[STATED EXERCISE 1] In the blog post about the shrinking kilogram, what was the writer's first thought after reading the article?

[EXCERPTED TEXT]

□ □ □

Thursday, September 20, 2007

A Kilo no Longer a Kilo

http://www.cnn.com/2007/TECH/science/09/12/shrinking.kilogram.ap/index.html

I read this article this morning, and my first thought was, wow, what are the drug kingpins going to do now! They are getting jipped!

Actually, my mind immediately came to the thought of making sure that you have good artifacts in which to measure and control off of. It also came to mind that people unlike myself who muse about weird stuff (e.g. regular people) may think...so what? That's what they get for using the metric system! So this piece of metal is losing weight (and perhaps, if a piece of metal can do it, so can I!).

□ □ □

[RECORD EXTRACTS]
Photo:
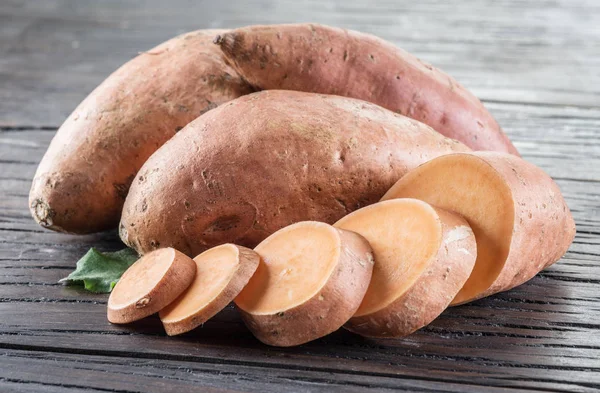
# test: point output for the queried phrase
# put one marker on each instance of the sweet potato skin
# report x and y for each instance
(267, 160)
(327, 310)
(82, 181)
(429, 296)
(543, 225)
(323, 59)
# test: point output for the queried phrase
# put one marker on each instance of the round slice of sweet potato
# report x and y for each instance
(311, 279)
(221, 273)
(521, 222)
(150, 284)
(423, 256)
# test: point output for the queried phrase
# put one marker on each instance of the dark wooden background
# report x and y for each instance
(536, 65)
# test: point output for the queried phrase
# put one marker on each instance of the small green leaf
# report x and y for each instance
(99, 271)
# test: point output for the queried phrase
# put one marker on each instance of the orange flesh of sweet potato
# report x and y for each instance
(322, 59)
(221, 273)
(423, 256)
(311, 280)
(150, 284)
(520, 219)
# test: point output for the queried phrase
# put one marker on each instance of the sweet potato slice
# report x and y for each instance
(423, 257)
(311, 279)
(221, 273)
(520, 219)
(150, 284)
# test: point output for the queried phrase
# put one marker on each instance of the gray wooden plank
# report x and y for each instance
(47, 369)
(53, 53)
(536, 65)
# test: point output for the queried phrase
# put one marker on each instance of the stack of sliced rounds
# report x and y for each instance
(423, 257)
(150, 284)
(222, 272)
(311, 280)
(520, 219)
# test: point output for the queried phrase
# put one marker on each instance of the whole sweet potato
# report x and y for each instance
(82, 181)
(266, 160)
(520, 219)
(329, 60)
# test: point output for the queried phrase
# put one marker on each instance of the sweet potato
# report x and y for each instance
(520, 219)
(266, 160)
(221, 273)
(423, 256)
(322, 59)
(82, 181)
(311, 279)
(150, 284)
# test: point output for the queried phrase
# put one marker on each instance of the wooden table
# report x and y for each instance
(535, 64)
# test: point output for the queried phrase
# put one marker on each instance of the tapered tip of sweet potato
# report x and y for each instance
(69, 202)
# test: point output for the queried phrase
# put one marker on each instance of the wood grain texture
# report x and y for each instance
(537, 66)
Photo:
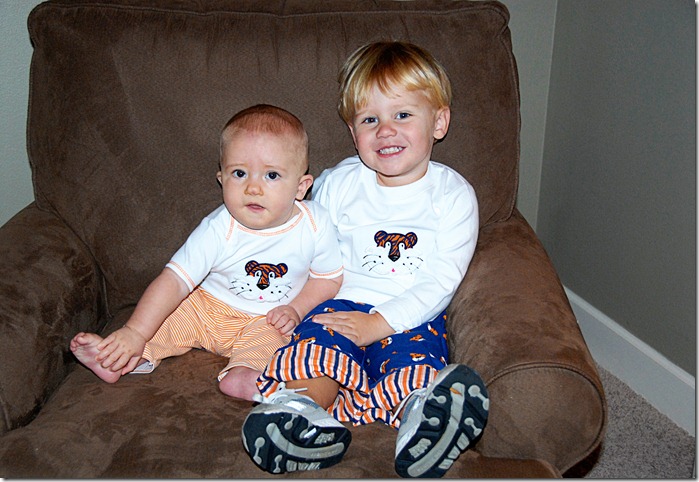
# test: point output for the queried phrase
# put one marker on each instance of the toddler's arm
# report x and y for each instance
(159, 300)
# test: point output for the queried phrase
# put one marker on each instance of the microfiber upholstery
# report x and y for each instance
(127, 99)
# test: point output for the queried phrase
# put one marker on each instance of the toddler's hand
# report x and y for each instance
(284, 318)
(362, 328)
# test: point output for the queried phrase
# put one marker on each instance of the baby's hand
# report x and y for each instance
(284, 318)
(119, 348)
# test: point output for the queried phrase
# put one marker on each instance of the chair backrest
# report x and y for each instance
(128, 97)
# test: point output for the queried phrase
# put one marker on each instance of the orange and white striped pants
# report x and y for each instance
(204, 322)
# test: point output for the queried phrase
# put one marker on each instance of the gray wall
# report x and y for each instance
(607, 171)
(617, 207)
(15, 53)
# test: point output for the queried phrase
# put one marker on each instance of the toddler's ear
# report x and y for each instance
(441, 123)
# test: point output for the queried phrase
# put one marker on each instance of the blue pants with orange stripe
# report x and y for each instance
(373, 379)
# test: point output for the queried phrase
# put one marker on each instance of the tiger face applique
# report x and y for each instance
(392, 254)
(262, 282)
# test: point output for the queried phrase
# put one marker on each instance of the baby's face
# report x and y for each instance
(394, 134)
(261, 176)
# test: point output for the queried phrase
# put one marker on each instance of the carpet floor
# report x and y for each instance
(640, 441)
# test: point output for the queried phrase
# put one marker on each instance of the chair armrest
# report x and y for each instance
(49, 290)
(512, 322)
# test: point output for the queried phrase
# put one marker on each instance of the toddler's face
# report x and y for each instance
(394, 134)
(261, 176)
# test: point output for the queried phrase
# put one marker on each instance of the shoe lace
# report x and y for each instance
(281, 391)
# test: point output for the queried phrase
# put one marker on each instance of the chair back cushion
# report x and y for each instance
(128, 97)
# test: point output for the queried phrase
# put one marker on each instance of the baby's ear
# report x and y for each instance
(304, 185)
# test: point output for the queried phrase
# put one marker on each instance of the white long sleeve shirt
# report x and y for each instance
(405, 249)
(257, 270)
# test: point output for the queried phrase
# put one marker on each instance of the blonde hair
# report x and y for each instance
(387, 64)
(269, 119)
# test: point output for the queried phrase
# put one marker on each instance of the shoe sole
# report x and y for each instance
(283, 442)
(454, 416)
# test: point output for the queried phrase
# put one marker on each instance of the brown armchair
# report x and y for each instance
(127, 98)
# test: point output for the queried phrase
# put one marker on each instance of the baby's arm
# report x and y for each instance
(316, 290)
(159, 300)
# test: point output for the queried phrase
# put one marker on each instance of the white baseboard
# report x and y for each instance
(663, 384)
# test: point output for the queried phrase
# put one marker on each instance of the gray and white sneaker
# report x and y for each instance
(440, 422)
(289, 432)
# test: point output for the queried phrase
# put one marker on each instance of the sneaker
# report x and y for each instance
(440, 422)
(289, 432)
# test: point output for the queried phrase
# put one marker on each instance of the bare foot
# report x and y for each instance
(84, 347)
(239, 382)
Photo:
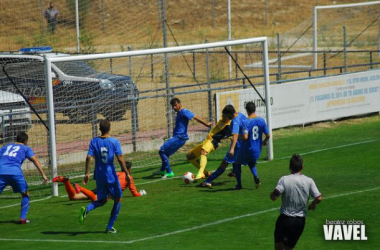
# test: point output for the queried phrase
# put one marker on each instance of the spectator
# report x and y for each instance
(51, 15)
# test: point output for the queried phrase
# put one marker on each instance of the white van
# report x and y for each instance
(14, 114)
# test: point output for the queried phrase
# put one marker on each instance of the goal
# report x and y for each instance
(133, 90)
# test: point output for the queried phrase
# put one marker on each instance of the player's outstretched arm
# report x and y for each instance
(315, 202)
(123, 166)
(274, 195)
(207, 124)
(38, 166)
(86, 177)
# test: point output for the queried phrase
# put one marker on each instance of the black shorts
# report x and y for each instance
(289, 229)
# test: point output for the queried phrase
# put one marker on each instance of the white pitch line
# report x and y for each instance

□ □ □

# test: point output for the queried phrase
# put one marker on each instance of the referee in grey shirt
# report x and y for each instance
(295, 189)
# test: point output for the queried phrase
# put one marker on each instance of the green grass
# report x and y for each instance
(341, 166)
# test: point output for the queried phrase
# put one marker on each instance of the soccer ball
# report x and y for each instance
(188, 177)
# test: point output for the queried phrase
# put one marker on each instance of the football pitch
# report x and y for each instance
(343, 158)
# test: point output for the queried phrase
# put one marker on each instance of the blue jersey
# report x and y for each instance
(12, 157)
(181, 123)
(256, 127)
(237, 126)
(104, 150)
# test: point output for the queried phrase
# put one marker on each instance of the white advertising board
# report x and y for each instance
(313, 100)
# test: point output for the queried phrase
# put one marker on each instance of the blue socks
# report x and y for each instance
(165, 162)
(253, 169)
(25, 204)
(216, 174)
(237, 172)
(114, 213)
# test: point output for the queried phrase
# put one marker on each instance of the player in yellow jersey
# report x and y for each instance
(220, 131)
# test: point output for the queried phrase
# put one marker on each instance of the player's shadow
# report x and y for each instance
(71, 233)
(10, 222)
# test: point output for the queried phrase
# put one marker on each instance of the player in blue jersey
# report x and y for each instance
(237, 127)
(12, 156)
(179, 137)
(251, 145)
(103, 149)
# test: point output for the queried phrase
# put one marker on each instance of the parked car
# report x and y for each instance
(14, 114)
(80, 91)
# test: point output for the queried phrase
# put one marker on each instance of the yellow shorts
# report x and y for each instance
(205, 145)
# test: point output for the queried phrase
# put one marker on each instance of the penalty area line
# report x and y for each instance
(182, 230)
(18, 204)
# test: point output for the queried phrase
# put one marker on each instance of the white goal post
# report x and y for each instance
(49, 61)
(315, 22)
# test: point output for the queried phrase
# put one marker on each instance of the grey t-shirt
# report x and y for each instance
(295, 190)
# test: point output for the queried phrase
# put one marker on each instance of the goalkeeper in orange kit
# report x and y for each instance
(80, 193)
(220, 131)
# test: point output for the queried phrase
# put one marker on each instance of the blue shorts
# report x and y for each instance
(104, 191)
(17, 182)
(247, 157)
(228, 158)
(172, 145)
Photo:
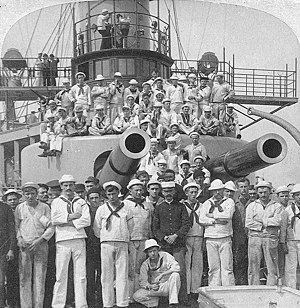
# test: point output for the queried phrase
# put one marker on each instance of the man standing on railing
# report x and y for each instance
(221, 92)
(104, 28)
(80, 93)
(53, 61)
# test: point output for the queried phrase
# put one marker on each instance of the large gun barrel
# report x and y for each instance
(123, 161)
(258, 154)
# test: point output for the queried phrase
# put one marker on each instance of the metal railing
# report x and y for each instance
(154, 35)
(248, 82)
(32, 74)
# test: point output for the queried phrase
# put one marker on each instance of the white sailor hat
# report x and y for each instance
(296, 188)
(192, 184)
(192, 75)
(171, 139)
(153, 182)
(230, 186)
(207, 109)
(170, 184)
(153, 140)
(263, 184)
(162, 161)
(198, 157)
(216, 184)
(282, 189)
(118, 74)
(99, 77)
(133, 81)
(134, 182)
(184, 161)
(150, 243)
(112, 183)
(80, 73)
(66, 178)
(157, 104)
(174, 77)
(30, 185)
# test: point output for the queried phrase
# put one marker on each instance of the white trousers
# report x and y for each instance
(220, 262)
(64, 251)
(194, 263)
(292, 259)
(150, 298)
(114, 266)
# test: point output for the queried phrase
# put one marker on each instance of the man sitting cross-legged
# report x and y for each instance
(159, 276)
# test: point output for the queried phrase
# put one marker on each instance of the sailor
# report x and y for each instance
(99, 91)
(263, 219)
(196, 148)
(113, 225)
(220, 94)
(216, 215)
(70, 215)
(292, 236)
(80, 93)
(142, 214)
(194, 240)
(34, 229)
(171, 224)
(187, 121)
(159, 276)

□ □ □

[STATED EXERCISE 2] Count the lines of the entries that contain the string "wooden", treating uppercase and lowercase as distinct, and reply with the number alone.

[TASK RESULT 1] The writer's first thought was to wonder what the drug kingpins are going to do now.

[TASK RESULT 2] 3